____ Extracted material
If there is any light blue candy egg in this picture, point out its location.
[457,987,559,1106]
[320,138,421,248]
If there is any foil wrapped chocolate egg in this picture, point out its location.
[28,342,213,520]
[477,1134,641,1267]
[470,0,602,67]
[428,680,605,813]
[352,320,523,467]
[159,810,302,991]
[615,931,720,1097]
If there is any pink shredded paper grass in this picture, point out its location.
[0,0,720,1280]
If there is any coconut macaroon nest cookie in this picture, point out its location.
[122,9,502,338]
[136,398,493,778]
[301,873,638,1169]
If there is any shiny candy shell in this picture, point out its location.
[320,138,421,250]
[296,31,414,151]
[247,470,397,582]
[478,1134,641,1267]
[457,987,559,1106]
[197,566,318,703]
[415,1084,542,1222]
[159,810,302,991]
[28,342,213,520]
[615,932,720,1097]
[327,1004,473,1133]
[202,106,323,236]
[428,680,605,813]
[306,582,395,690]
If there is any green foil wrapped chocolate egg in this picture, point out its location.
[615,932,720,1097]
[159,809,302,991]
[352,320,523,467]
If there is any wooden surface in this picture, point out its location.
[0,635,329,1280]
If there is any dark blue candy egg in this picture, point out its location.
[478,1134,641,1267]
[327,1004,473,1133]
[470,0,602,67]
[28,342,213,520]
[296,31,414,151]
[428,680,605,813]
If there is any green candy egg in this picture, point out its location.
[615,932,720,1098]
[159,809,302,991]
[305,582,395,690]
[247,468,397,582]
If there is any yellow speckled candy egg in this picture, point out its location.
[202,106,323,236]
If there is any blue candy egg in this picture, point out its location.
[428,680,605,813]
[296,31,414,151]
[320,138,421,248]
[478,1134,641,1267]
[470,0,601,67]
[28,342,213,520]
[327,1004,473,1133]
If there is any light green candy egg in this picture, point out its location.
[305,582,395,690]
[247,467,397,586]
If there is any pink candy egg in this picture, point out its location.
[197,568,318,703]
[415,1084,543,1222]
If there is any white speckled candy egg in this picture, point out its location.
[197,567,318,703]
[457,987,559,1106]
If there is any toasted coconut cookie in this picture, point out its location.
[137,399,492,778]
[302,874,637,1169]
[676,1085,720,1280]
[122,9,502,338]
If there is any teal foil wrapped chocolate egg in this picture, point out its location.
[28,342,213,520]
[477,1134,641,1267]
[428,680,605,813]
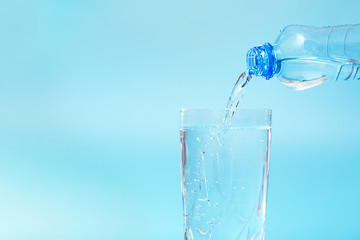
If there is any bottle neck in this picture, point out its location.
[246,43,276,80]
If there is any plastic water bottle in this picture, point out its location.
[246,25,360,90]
________
____ Extracted material
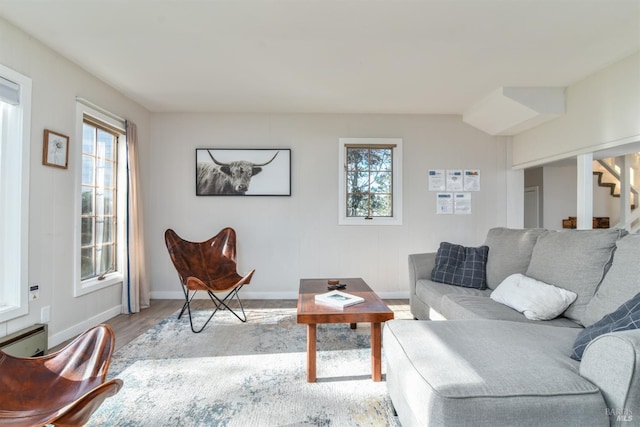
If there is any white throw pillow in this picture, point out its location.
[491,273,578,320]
________
### Objective
Copy out the records word for word, starting at the line that contains "If there is any light blue" and ending at the line that contains "[301,873,638,1169]", with both of those lines included.

### The output
If there is any light blue candy egg in this picture, point out its location.
[457,987,559,1106]
[320,138,421,248]
If there is any foil wrapped chocolate egg in this picture, point out its location.
[28,342,213,520]
[477,1134,641,1267]
[470,0,602,67]
[428,680,605,813]
[352,320,523,467]
[159,810,302,991]
[615,931,720,1097]
If there is any pink shredded paper grass in this picture, point out its location.
[0,0,720,1280]
If there is any coconut macaroon nest cookie in this picture, point out its location.
[122,9,502,338]
[136,398,493,778]
[301,873,638,1169]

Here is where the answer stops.